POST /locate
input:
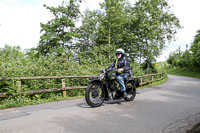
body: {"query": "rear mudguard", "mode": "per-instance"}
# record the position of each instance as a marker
(101, 82)
(135, 82)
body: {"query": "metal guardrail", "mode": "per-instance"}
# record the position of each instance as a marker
(153, 78)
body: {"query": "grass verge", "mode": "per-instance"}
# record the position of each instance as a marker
(20, 101)
(184, 72)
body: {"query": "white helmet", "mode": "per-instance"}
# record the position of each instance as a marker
(120, 51)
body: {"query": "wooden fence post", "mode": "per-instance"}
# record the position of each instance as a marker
(19, 86)
(63, 87)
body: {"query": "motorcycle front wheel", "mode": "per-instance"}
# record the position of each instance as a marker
(130, 90)
(94, 94)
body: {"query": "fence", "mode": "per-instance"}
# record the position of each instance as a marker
(145, 79)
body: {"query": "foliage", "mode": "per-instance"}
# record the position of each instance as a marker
(58, 33)
(141, 29)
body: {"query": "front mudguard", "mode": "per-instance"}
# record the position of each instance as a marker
(137, 84)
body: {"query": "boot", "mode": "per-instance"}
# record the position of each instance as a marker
(125, 94)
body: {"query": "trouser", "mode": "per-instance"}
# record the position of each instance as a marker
(120, 79)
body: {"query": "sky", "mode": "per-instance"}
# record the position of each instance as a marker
(20, 21)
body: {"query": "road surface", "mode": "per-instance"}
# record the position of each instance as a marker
(173, 107)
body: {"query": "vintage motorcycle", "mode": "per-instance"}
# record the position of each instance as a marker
(105, 87)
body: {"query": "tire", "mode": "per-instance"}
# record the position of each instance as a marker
(92, 92)
(130, 90)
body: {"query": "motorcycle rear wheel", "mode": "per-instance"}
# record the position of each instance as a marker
(130, 90)
(94, 95)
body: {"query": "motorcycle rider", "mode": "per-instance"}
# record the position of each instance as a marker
(122, 64)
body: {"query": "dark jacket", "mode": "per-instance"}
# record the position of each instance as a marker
(124, 63)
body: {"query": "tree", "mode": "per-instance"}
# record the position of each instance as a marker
(87, 32)
(153, 27)
(58, 33)
(195, 48)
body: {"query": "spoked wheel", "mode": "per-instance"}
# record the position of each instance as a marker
(94, 95)
(130, 90)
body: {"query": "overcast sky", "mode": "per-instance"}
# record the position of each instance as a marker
(20, 21)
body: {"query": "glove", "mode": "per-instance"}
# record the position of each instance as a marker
(120, 70)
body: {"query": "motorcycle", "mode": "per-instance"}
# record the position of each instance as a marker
(105, 87)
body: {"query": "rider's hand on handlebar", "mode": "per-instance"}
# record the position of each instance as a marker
(120, 70)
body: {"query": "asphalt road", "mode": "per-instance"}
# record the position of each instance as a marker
(173, 107)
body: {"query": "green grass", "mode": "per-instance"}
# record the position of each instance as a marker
(184, 72)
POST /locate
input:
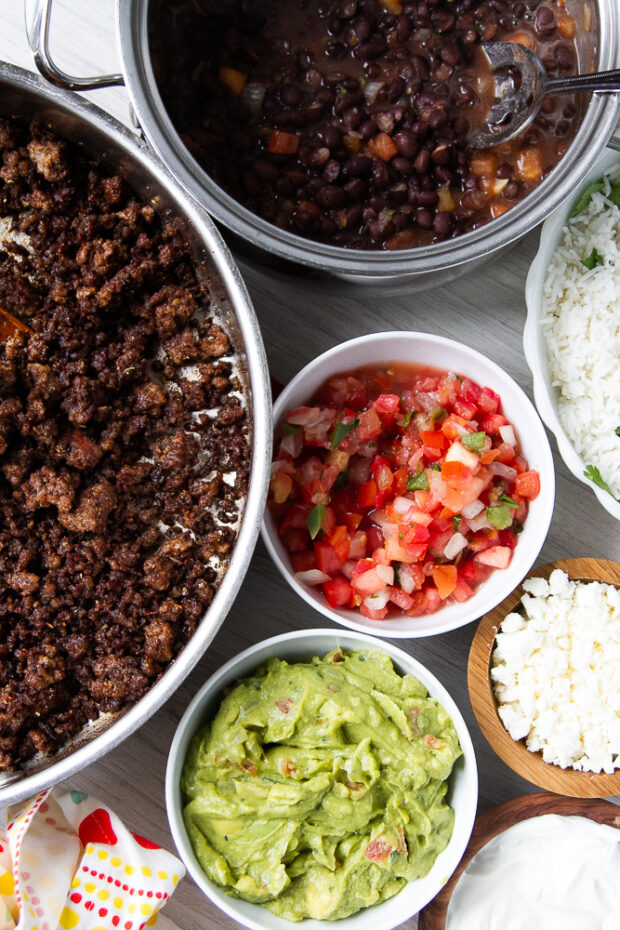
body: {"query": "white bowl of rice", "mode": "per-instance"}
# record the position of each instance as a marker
(572, 333)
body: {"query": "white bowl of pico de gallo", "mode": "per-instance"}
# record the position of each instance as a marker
(412, 486)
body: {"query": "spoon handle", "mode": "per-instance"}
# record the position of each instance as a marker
(602, 81)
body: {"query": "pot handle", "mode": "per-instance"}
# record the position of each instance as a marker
(39, 40)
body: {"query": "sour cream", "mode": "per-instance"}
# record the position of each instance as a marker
(560, 873)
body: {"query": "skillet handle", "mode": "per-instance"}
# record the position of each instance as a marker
(39, 40)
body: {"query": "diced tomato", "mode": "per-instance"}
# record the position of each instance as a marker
(368, 582)
(374, 538)
(402, 600)
(386, 405)
(527, 485)
(496, 556)
(399, 483)
(445, 577)
(505, 453)
(303, 561)
(465, 409)
(281, 486)
(338, 592)
(435, 439)
(326, 557)
(341, 542)
(462, 591)
(492, 422)
(469, 391)
(357, 549)
(488, 401)
(507, 538)
(367, 495)
(369, 426)
(454, 426)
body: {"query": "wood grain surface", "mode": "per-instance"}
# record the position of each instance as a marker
(530, 765)
(485, 309)
(494, 821)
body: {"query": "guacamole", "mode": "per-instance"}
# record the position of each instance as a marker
(318, 789)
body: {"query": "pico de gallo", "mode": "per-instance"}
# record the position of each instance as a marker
(399, 489)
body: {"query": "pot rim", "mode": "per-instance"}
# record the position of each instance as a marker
(17, 786)
(597, 127)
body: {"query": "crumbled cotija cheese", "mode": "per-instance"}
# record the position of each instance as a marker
(556, 672)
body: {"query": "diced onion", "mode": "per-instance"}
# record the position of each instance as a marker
(503, 471)
(508, 434)
(454, 545)
(377, 601)
(386, 573)
(480, 522)
(406, 579)
(401, 505)
(473, 509)
(312, 576)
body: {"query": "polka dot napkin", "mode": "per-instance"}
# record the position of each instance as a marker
(68, 863)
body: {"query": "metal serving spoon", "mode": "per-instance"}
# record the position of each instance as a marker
(517, 103)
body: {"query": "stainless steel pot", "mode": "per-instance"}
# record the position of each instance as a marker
(23, 94)
(598, 39)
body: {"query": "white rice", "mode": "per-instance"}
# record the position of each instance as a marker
(581, 325)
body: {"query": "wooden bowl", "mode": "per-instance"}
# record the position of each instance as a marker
(497, 819)
(530, 765)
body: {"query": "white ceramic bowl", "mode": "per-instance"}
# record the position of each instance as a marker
(297, 646)
(545, 394)
(437, 352)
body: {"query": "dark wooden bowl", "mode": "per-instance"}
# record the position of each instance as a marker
(530, 765)
(496, 820)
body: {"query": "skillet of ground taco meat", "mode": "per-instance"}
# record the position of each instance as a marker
(119, 493)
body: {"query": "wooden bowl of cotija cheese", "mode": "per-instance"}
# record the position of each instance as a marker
(544, 678)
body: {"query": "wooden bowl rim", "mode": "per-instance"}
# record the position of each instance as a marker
(515, 754)
(496, 820)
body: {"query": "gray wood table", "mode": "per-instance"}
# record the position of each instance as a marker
(485, 309)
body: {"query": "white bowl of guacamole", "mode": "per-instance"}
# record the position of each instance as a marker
(321, 776)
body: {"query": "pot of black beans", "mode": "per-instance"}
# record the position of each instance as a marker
(330, 137)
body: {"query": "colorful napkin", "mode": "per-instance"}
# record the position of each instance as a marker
(68, 863)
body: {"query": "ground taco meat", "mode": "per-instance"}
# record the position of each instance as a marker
(121, 477)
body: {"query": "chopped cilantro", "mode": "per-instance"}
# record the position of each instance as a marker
(474, 441)
(341, 431)
(594, 475)
(500, 516)
(586, 196)
(417, 482)
(504, 499)
(594, 258)
(314, 519)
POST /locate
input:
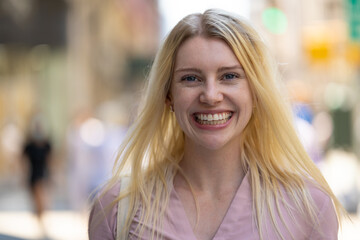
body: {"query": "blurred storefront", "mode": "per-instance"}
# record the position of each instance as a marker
(80, 65)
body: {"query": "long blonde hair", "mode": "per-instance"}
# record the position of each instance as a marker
(270, 147)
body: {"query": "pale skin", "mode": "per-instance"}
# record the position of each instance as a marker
(209, 80)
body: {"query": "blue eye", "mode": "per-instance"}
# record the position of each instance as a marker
(230, 76)
(189, 78)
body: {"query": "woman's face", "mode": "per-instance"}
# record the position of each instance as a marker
(210, 93)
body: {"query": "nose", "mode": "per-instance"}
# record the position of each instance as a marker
(211, 93)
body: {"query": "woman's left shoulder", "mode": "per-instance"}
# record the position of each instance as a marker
(321, 198)
(326, 226)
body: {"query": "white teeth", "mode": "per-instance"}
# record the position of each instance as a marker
(212, 119)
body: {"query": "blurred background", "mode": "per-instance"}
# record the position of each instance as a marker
(71, 73)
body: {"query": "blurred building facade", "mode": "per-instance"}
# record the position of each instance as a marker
(66, 57)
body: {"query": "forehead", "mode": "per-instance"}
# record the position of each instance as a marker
(201, 50)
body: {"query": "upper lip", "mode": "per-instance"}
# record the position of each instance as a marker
(211, 111)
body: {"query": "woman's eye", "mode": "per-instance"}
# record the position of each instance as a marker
(230, 76)
(189, 78)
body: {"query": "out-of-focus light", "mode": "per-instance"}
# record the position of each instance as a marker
(11, 138)
(335, 96)
(92, 132)
(274, 20)
(323, 126)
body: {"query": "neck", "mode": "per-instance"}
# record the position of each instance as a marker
(213, 170)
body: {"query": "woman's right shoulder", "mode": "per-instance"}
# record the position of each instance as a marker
(103, 215)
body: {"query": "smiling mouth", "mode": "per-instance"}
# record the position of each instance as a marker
+++
◆ **Task statement**
Where a line of the data includes the string "spoon", list that line.

◆ **Result for this task**
body: {"query": "spoon handle", "mode": "per-instance"}
body: {"query": "metal serving spoon", "mode": "per-instance"}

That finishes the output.